◆ Supplied passage

____________

Commentary of the Old and New Testaments

Genesis 20

By Joseph Benson


Verse 1-2
Genesis 20:1-2. And Abraham sojourned in Gerar — Which belonged to the Philistines. We are not told upon what occasion he removed; whether terrified by the destruction of Sodom, or, as some of the Jewish writers say, because he was grieved at Lot’s incest with his daughters, and the reproach which the Canaanites cast upon him for his kinsman’s sake. The king of Gerar sent and took her — To his house, in order to the taking of her to his bed.

Verse 3
Genesis 20:3. But God came to Abimelech in a dream — It appears by this that God revealed himself by dreams, which evidenced themselves to be divine and supernatural, not only to his servants the prophets, but even to those that were out of the pale of the church; but then usually it was with some regard to God’s own people.

Verse 4
Genesis 20:4. Wilt thou also slay a righteous nation? — He probably referred to the late destruction of Sodom and the cities of the plain, which, no doubt, must have caused great consternation, if not also some degree of reformation, in that neighbourhood. As Abimelech’s plea was not rejected by the Lord, there is reason to hope that both he and his subjects were not only free from the abominations of Sodom, and from the reigning idolatries of Canaan, but that the fear of God, and some remains of true religion, were found among them.

Verse 6
Genesis 20:6. I withheld thee, &c. — It is God that restrains men from doing the ill they would do; it is not from him that there is sin, but it is from him that there is not more sin, either by his influence on men’s minds, checking their inclination to sin, or by his providence, taking away the opportunity of committing it. It is a great mercy to be hindered from sinning, which God must have the glory of, whoever is the instrument.

____________

◆ Source information
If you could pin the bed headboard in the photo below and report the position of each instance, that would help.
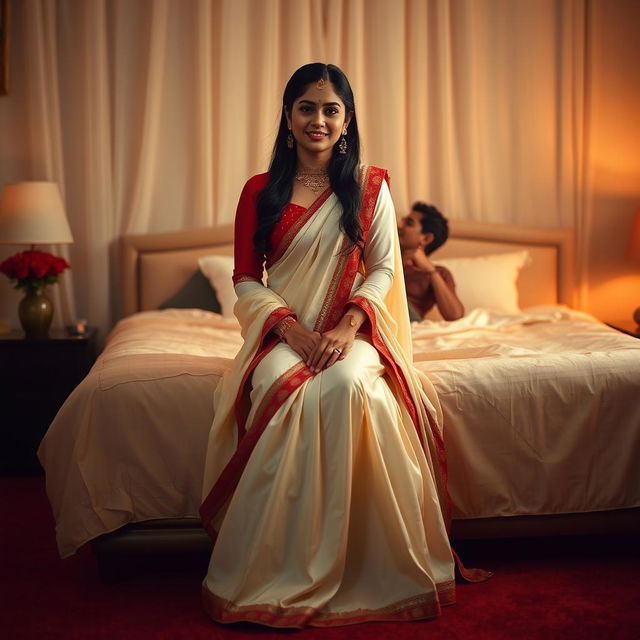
(155, 265)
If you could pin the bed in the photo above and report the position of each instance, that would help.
(540, 403)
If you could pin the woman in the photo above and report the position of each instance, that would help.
(322, 479)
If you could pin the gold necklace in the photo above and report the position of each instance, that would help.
(315, 181)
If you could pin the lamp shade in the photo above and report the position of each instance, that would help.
(33, 213)
(633, 248)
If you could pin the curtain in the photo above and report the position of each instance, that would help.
(152, 114)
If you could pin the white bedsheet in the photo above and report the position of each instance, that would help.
(541, 415)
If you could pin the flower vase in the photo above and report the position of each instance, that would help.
(35, 312)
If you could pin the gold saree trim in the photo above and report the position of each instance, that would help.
(418, 607)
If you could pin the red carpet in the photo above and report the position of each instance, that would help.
(578, 588)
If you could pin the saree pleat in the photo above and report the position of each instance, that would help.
(326, 506)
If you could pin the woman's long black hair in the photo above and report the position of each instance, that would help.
(343, 168)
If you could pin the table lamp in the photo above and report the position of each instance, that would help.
(32, 213)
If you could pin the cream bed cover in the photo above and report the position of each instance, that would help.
(541, 415)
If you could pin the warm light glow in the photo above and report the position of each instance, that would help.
(33, 213)
(633, 248)
(615, 298)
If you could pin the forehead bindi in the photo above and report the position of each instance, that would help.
(326, 96)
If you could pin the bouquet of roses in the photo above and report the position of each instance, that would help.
(33, 269)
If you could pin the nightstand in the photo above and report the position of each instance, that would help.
(36, 376)
(626, 326)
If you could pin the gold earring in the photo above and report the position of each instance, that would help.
(342, 145)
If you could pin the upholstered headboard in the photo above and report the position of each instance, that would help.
(155, 265)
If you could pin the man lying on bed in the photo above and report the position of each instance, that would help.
(421, 232)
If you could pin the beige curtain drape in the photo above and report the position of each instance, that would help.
(152, 114)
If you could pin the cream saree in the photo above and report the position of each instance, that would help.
(324, 492)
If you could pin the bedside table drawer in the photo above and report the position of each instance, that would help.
(36, 378)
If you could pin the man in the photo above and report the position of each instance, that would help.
(421, 232)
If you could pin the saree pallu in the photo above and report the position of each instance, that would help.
(323, 492)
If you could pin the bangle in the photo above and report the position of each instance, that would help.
(283, 326)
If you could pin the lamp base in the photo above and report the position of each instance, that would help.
(35, 312)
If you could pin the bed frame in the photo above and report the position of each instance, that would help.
(155, 266)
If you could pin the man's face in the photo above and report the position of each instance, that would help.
(410, 231)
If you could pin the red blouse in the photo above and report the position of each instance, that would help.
(248, 263)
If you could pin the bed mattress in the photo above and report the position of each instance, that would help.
(541, 415)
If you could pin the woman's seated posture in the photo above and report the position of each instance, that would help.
(324, 485)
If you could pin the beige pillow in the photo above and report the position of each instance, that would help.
(219, 272)
(489, 281)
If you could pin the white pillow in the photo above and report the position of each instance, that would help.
(219, 271)
(487, 281)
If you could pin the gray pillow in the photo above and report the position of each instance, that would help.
(196, 293)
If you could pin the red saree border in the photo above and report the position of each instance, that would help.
(228, 480)
(345, 272)
(295, 228)
(419, 607)
(468, 574)
(267, 342)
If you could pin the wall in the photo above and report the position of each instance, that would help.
(611, 168)
(614, 154)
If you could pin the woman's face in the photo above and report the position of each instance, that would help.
(317, 118)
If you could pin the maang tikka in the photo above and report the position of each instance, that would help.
(342, 145)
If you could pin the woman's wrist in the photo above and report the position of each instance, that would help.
(353, 319)
(283, 327)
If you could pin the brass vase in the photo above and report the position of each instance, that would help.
(35, 312)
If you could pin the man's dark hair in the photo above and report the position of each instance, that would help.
(432, 222)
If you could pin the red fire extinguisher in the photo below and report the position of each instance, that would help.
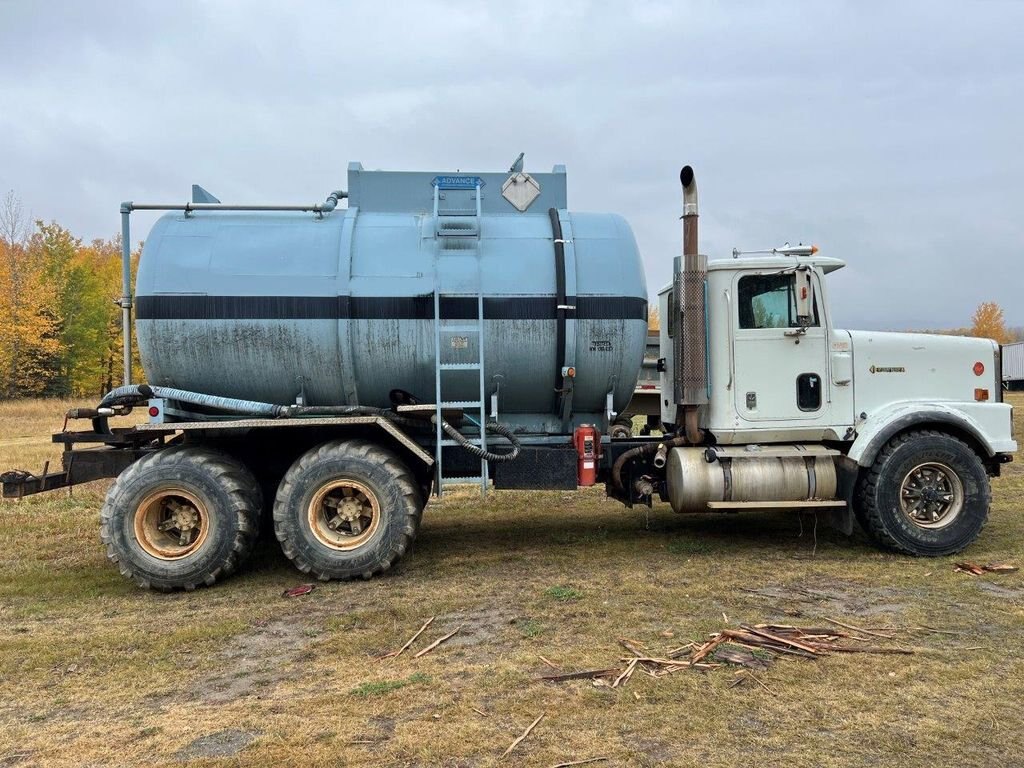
(588, 444)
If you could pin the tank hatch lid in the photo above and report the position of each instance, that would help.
(413, 192)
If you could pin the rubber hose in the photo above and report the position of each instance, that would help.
(650, 448)
(476, 451)
(136, 392)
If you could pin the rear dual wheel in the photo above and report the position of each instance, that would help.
(346, 509)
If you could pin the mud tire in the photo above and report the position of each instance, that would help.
(379, 470)
(226, 488)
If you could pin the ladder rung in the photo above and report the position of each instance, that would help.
(457, 231)
(460, 329)
(461, 480)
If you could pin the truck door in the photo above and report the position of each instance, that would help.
(781, 365)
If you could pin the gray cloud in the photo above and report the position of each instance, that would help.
(888, 135)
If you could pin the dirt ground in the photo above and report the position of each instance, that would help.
(96, 672)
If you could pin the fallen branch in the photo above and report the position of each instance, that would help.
(437, 642)
(779, 640)
(583, 675)
(859, 629)
(627, 673)
(403, 648)
(524, 734)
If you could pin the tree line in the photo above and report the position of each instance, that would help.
(59, 328)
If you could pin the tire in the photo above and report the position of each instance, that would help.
(181, 518)
(926, 495)
(346, 509)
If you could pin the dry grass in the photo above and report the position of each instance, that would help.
(93, 671)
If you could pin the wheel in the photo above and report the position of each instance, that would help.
(180, 518)
(348, 508)
(927, 494)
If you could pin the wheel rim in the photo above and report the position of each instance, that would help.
(344, 514)
(171, 523)
(931, 496)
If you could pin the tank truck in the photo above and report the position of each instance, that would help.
(324, 369)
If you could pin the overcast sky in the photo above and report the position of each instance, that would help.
(891, 134)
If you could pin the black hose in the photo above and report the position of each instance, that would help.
(649, 448)
(476, 451)
(556, 229)
(135, 393)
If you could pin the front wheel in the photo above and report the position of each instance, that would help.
(927, 494)
(348, 508)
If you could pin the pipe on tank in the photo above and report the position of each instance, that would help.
(125, 300)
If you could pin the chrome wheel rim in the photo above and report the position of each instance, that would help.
(344, 514)
(171, 523)
(931, 496)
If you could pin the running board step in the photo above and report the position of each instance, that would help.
(823, 504)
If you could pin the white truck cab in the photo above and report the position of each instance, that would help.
(899, 430)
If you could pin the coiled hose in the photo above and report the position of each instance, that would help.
(135, 393)
(479, 453)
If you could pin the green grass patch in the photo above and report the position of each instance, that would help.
(563, 594)
(688, 547)
(380, 687)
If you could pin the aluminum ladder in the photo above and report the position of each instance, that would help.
(458, 235)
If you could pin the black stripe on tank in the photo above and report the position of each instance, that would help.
(193, 306)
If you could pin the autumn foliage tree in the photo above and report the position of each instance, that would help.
(59, 328)
(988, 323)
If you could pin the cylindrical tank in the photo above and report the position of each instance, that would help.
(771, 473)
(339, 308)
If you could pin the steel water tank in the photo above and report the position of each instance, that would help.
(339, 308)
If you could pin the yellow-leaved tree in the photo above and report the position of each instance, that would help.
(988, 323)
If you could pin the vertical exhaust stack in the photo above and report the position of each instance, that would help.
(690, 343)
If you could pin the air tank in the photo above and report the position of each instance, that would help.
(339, 307)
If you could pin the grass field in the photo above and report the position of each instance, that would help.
(96, 672)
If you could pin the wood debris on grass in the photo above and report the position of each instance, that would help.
(975, 569)
(437, 642)
(750, 646)
(403, 648)
(522, 736)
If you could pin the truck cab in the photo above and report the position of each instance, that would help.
(897, 429)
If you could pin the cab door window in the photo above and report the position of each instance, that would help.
(769, 301)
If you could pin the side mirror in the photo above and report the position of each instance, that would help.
(804, 288)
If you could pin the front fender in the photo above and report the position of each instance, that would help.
(979, 423)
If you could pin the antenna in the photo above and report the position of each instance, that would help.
(786, 250)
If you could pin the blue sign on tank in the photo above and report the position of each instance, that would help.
(457, 182)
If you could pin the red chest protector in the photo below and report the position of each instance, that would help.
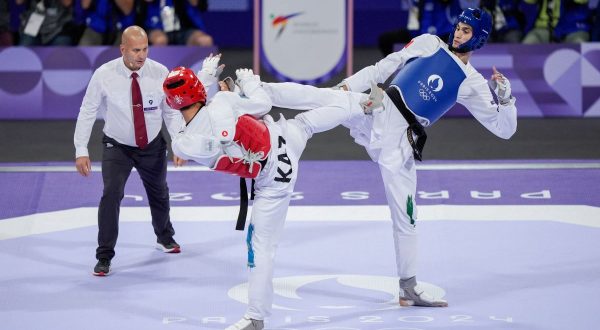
(252, 136)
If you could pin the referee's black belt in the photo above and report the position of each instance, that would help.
(414, 127)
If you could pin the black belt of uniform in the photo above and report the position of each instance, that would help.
(413, 125)
(241, 222)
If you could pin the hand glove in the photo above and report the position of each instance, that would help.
(211, 66)
(209, 74)
(374, 102)
(341, 86)
(247, 80)
(501, 86)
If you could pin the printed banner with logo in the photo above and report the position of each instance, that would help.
(303, 41)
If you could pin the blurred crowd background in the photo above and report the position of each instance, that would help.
(183, 22)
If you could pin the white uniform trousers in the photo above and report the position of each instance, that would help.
(273, 191)
(384, 136)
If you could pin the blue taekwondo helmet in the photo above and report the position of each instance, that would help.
(481, 22)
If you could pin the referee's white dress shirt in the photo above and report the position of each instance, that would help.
(109, 92)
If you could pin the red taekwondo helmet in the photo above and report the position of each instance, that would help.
(183, 88)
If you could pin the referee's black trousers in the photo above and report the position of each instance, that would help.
(117, 163)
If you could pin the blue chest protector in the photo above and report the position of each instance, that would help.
(429, 85)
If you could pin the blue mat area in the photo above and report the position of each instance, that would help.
(509, 245)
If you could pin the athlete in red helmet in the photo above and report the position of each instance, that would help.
(234, 134)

____________

◆ Task requirements
a) According to the commentary on Genesis 20, to whom did Gerar belong?
b) Reproduce the portion of the commentary on Genesis 20 starting with "Commentary of the" and going on through "to his bed.".
c) Condense the paragraph of the commentary on Genesis 20 that begins "Genesis 20:4. Wilt thou also slay a righteous nation?" into a shorter version that keeps its main points.

◆ Numbered responses
a) The Philistines.

b)
Commentary of the Old and New Testaments

Genesis 20

By Joseph Benson


Verse 1-2
Genesis 20:1-2. And Abraham sojourned in Gerar — Which belonged to the Philistines. We are not told upon what occasion he removed; whether terrified by the destruction of Sodom, or, as some of the Jewish writers say, because he was grieved at Lot’s incest with his daughters, and the reproach which the Canaanites cast upon him for his kinsman’s sake. The king of Gerar sent and took her — To his house, in order to the taking of her to his bed.

c) Genesis 20:4. The question "Wilt thou also slay a righteous nation?" probably referred to the recent destruction of Sodom and the cities of the plain. That event must have caused great consternation, and perhaps some reformation, in the neighborhood. Because the Lord did not reject Abimelech's plea, there is reason to hope that he and his subjects were free from the abominations of Sodom and the idolatries of Canaan. It also suggests that the fear of God and some remains of true religion were found among them.